WHAT IS EXPECTED
Your copy should contain exactly the lines from the one that holds "# test: pointer returns one pin per instance of the sandy" through the end of the material, reproduced as written, with no pictures.

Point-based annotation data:

□ □ □ □ □ □ □

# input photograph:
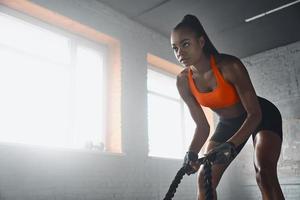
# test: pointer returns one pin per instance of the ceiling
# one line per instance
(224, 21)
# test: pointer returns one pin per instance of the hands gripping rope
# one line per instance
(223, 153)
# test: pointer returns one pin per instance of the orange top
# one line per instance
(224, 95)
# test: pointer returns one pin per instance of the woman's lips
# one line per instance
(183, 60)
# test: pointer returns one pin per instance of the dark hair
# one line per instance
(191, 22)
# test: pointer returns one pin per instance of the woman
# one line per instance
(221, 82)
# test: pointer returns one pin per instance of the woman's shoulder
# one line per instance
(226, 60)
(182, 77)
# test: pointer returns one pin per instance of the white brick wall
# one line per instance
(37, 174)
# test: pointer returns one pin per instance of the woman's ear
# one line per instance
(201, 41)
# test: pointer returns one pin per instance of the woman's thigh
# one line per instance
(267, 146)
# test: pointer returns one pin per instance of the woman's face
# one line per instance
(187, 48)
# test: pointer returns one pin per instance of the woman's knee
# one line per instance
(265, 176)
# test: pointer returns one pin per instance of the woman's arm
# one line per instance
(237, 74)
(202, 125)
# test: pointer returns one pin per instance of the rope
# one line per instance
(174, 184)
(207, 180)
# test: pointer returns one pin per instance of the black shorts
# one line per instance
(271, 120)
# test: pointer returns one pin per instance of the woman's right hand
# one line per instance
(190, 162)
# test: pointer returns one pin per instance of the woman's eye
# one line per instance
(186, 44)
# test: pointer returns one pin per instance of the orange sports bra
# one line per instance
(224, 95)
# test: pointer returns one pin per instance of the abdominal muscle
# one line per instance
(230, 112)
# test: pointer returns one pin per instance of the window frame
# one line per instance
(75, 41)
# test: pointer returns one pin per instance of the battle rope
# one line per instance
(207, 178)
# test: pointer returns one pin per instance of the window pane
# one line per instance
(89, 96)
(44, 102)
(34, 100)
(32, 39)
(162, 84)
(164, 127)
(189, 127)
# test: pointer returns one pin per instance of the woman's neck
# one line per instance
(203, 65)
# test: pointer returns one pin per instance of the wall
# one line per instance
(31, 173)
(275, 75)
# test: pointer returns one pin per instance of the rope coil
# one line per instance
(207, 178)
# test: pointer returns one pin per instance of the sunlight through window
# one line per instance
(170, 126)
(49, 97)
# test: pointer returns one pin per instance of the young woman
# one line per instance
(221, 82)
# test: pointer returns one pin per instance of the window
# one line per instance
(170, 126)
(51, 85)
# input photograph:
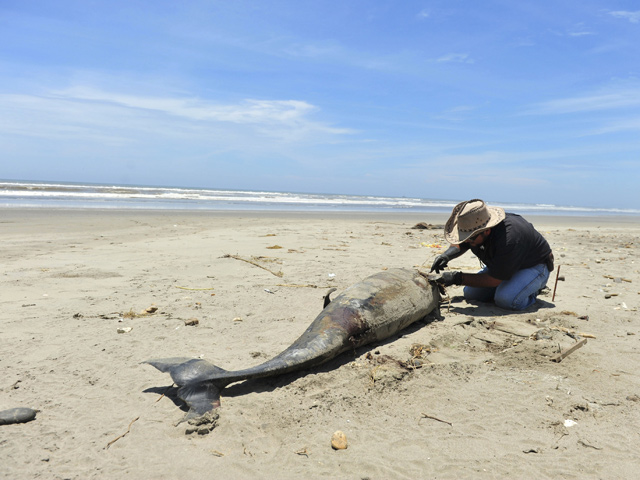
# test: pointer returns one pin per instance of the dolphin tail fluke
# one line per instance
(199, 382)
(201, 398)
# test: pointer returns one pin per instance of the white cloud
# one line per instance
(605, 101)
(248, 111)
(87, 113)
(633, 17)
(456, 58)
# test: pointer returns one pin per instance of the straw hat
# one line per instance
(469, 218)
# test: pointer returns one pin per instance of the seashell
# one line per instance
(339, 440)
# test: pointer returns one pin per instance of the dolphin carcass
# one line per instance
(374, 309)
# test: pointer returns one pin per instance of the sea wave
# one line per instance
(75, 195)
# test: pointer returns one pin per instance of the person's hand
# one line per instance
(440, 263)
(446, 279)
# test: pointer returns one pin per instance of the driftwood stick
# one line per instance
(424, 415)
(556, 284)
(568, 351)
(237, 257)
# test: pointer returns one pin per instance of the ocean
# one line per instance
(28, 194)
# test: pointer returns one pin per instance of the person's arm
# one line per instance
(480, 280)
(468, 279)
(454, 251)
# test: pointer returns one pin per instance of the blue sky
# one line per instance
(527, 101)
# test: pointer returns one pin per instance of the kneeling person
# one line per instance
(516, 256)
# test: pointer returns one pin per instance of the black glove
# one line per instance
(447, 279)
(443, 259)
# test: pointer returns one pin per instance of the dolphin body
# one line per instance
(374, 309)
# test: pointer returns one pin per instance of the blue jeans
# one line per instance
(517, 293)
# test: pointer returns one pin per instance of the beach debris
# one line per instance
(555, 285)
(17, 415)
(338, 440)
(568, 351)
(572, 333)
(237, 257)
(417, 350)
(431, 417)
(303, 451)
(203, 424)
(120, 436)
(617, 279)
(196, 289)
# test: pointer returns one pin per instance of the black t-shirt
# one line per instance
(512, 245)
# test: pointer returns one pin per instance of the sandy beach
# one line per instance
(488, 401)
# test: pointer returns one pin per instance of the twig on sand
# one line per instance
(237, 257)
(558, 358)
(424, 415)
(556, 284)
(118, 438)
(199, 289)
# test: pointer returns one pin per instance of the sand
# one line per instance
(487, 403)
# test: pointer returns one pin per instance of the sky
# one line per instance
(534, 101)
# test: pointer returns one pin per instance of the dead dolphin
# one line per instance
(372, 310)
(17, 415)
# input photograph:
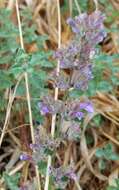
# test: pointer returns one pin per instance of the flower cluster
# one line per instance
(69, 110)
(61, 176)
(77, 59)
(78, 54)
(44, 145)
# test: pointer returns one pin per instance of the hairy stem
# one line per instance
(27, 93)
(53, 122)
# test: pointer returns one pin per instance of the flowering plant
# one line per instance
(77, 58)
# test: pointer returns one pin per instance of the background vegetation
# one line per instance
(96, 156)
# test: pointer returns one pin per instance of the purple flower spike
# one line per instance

□ □ □ □ □ □ □

SOLUTION TO THIS PROBLEM
# test: pointer returns one pin per instance of the sandy beach
# one line per instance
(488, 401)
# test: pointer returns one pin per instance of the twig on sand
# one line per instance
(237, 257)
(558, 358)
(424, 415)
(556, 284)
(118, 438)
(199, 289)
# test: pointer returns one pin per instance of the sand
# one line per instance
(487, 403)
# test: pointer returns one pin per instance of the sky
# one line per instance
(534, 101)
# test: pointer returns one pin per instance of the dead dolphin
# one line per instance
(372, 310)
(17, 415)
# input photograph:
# test: pointer returns one pin per instance of the flower cluster
# one line per instance
(69, 110)
(61, 176)
(77, 59)
(78, 54)
(44, 145)
# test: pointer returns one pin per instance of the hairy stem
# one line per instance
(27, 93)
(53, 122)
# test: pointer returns one pin per instance of the flowering plant
# one line per instance
(77, 58)
# test: pointer returns one pin per instance of the background vegetation
# one line per instance
(96, 156)
# test: pointer returns one pin per instance of the purple flower spike
# one line per instance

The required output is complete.